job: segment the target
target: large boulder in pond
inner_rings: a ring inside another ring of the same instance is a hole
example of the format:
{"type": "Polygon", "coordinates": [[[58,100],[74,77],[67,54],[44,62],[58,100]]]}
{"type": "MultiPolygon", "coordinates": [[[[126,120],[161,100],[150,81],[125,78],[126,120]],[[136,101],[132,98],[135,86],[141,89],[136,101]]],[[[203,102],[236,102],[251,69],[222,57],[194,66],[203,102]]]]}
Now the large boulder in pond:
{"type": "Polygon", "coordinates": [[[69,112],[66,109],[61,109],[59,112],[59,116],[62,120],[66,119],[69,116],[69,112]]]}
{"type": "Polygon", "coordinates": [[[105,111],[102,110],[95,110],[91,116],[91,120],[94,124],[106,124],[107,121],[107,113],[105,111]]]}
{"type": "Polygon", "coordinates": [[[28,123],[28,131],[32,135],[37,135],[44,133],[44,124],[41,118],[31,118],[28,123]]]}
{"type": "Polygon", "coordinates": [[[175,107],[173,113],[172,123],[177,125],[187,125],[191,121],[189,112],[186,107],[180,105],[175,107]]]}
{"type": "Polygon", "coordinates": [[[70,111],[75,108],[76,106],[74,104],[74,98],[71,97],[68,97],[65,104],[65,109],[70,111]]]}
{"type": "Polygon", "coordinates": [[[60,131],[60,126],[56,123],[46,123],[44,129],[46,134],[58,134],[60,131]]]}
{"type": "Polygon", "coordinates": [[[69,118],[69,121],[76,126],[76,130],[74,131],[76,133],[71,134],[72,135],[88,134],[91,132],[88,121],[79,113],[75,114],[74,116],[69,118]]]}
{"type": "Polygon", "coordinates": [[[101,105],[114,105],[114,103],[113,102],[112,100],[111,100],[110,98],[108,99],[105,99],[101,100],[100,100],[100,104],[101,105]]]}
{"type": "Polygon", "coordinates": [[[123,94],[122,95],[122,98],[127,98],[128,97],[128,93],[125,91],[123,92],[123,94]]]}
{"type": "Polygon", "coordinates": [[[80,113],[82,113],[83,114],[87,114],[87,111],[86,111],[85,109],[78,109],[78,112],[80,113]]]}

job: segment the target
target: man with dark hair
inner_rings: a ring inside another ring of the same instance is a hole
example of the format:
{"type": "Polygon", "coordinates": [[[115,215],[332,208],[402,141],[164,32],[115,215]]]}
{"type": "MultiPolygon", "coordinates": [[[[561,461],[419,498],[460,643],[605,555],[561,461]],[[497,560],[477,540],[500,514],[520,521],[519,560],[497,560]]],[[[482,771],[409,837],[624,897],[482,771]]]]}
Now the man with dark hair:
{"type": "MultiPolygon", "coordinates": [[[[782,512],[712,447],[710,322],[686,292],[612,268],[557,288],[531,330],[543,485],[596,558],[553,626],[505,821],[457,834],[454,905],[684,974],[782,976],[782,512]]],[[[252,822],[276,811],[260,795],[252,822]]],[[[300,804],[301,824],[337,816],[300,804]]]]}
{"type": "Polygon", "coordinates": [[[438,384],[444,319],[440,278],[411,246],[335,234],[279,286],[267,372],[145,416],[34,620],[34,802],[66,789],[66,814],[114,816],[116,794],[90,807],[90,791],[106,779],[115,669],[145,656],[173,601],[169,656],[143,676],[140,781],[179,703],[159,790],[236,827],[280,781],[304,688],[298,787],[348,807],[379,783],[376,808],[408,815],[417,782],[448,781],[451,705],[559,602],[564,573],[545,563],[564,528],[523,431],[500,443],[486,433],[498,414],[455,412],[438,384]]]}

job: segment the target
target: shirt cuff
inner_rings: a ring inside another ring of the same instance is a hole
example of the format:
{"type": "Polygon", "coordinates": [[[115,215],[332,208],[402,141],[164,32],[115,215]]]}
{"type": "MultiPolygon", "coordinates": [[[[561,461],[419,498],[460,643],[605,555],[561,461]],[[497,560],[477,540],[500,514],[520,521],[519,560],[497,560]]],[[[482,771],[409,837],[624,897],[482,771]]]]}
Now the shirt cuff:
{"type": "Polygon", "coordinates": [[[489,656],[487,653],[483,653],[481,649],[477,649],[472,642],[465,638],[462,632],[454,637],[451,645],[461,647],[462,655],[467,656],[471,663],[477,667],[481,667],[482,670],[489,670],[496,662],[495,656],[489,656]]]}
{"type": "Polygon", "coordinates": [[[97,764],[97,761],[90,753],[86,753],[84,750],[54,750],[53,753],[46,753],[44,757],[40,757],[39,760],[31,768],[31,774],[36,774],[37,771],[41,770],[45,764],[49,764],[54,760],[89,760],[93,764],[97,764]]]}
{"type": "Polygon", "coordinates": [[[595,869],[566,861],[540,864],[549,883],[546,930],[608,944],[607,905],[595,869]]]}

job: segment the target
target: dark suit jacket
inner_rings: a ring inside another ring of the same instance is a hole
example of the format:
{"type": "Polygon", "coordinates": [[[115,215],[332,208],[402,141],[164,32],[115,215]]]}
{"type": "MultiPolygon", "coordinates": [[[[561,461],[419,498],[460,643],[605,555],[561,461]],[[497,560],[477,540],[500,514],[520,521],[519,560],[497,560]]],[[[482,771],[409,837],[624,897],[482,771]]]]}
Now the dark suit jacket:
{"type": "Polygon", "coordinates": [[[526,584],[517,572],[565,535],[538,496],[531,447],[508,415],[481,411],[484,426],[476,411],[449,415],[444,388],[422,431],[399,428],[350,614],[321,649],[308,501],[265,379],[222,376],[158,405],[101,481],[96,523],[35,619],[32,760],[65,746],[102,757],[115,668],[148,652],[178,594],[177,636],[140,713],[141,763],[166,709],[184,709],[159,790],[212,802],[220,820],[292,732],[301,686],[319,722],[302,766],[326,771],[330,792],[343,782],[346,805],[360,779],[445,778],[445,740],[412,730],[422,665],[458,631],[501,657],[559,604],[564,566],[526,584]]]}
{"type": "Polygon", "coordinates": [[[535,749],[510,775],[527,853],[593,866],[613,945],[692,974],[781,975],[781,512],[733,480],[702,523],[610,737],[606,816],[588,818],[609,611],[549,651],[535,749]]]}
______________________________
[Goal] Reproduce all of the data exactly as given.

[Written reply]
job: segment the target
target: large boulder in pond
inner_rings: a ring inside another ring of the same instance is a hole
example of the format:
{"type": "Polygon", "coordinates": [[[58,100],[74,77],[67,54],[44,62],[58,100]]]}
{"type": "MultiPolygon", "coordinates": [[[[126,120],[161,100],[150,81],[125,78],[126,120]],[[136,101],[132,98],[135,86],[141,89],[136,101]]],[[[203,102],[236,102],[251,69],[222,57],[194,66],[203,102]]]]}
Now the large boulder in pond:
{"type": "Polygon", "coordinates": [[[69,112],[66,109],[61,109],[59,112],[59,116],[62,120],[66,119],[69,116],[69,112]]]}
{"type": "Polygon", "coordinates": [[[105,111],[102,110],[95,110],[91,116],[91,120],[94,124],[106,124],[107,121],[107,113],[105,111]]]}
{"type": "Polygon", "coordinates": [[[28,123],[28,131],[32,135],[37,135],[44,133],[44,124],[41,118],[31,118],[28,123]]]}
{"type": "Polygon", "coordinates": [[[175,107],[173,113],[172,123],[177,125],[187,125],[191,121],[189,112],[186,107],[180,105],[175,107]]]}
{"type": "Polygon", "coordinates": [[[70,111],[75,108],[76,106],[74,104],[74,98],[71,97],[68,97],[65,104],[65,109],[70,111]]]}
{"type": "Polygon", "coordinates": [[[60,131],[60,126],[56,123],[46,123],[44,129],[46,134],[58,134],[60,131]]]}
{"type": "Polygon", "coordinates": [[[69,118],[69,121],[76,126],[76,130],[74,131],[76,133],[71,134],[72,135],[88,134],[91,132],[88,121],[79,113],[75,114],[74,116],[69,118]]]}
{"type": "Polygon", "coordinates": [[[101,105],[114,105],[114,103],[113,102],[112,100],[111,100],[110,98],[108,99],[105,99],[101,100],[100,100],[100,104],[101,105]]]}
{"type": "Polygon", "coordinates": [[[123,94],[122,95],[122,98],[127,98],[128,97],[128,93],[125,91],[123,92],[123,94]]]}
{"type": "Polygon", "coordinates": [[[80,113],[82,113],[83,114],[87,114],[87,111],[86,111],[85,109],[78,109],[78,112],[80,113]]]}

job: segment the target
target: man with dark hair
inner_rings: a ring inside another ring of the same instance is a hole
example of the format:
{"type": "Polygon", "coordinates": [[[115,215],[332,208],[402,141],[164,32],[115,215]]]}
{"type": "MultiPolygon", "coordinates": [[[[561,461],[419,498],[460,643],[605,555],[561,461]],[[497,560],[477,540],[500,514],[520,521],[519,560],[497,560]]],[[[482,771],[409,837],[624,897],[482,771]]]]}
Now the man with dark hair:
{"type": "MultiPolygon", "coordinates": [[[[782,512],[712,447],[710,322],[686,292],[612,268],[557,288],[531,330],[543,485],[596,558],[553,626],[505,821],[457,834],[454,905],[684,974],[782,976],[782,512]]],[[[252,822],[276,811],[260,795],[252,822]]],[[[300,804],[301,824],[337,816],[300,804]]]]}
{"type": "Polygon", "coordinates": [[[438,384],[444,319],[440,278],[411,246],[335,234],[279,286],[267,372],[145,416],[34,620],[34,802],[66,789],[66,814],[114,816],[116,794],[90,807],[90,791],[106,779],[115,669],[145,656],[173,601],[169,656],[143,676],[140,781],[179,703],[159,790],[236,827],[280,781],[304,688],[298,787],[348,807],[379,783],[376,808],[408,815],[417,782],[448,781],[451,705],[559,602],[564,573],[545,563],[564,528],[523,431],[500,443],[486,433],[498,414],[455,412],[438,384]]]}

job: segment the target
target: shirt cuff
inner_rings: a ring inside another ring of the same instance is a hole
example of the format:
{"type": "Polygon", "coordinates": [[[115,215],[332,208],[402,141],[164,32],[115,215]]]}
{"type": "MultiPolygon", "coordinates": [[[[561,461],[419,498],[460,643],[605,555],[561,461]],[[497,560],[477,540],[500,514],[520,521],[519,560],[497,560]]],[[[482,771],[409,837],[624,897],[482,771]]]]}
Now the shirt cuff:
{"type": "Polygon", "coordinates": [[[489,656],[487,653],[483,653],[481,649],[477,649],[472,642],[465,638],[462,632],[454,637],[451,645],[461,647],[462,655],[467,656],[471,663],[477,667],[481,667],[482,670],[489,670],[496,662],[495,656],[489,656]]]}
{"type": "Polygon", "coordinates": [[[97,764],[97,761],[90,753],[86,753],[84,750],[54,750],[53,753],[46,753],[44,757],[40,757],[39,760],[31,768],[31,774],[36,774],[37,771],[41,770],[45,764],[49,764],[54,760],[89,760],[93,764],[97,764]]]}
{"type": "Polygon", "coordinates": [[[595,869],[566,861],[540,864],[549,883],[546,930],[608,944],[607,905],[595,869]]]}

job: segment the target
target: dark suit jacket
inner_rings: a ring inside another ring of the same instance is a hole
example of the format:
{"type": "Polygon", "coordinates": [[[115,215],[332,208],[402,141],[164,32],[115,215]]]}
{"type": "MultiPolygon", "coordinates": [[[[561,461],[419,498],[460,643],[605,555],[561,461]],[[497,560],[477,540],[500,514],[520,521],[519,560],[497,560]]],[[[482,771],[409,837],[624,897],[482,771]]]]}
Now the dark suit jacket:
{"type": "Polygon", "coordinates": [[[526,584],[517,572],[565,535],[538,496],[531,447],[508,415],[481,411],[484,426],[476,411],[449,415],[444,388],[422,431],[399,428],[350,614],[321,649],[308,501],[265,379],[222,376],[158,405],[101,481],[96,523],[35,619],[32,760],[65,746],[102,757],[115,668],[148,652],[178,594],[177,636],[140,713],[141,763],[166,709],[184,709],[159,790],[212,802],[220,820],[292,732],[301,686],[319,722],[302,766],[326,771],[330,792],[343,782],[346,805],[360,779],[445,778],[445,740],[412,730],[422,665],[458,631],[501,657],[559,604],[564,566],[526,584]]]}
{"type": "Polygon", "coordinates": [[[535,749],[510,775],[527,853],[593,866],[613,945],[692,974],[781,975],[781,512],[733,480],[702,523],[610,737],[606,816],[588,818],[609,611],[549,651],[535,749]]]}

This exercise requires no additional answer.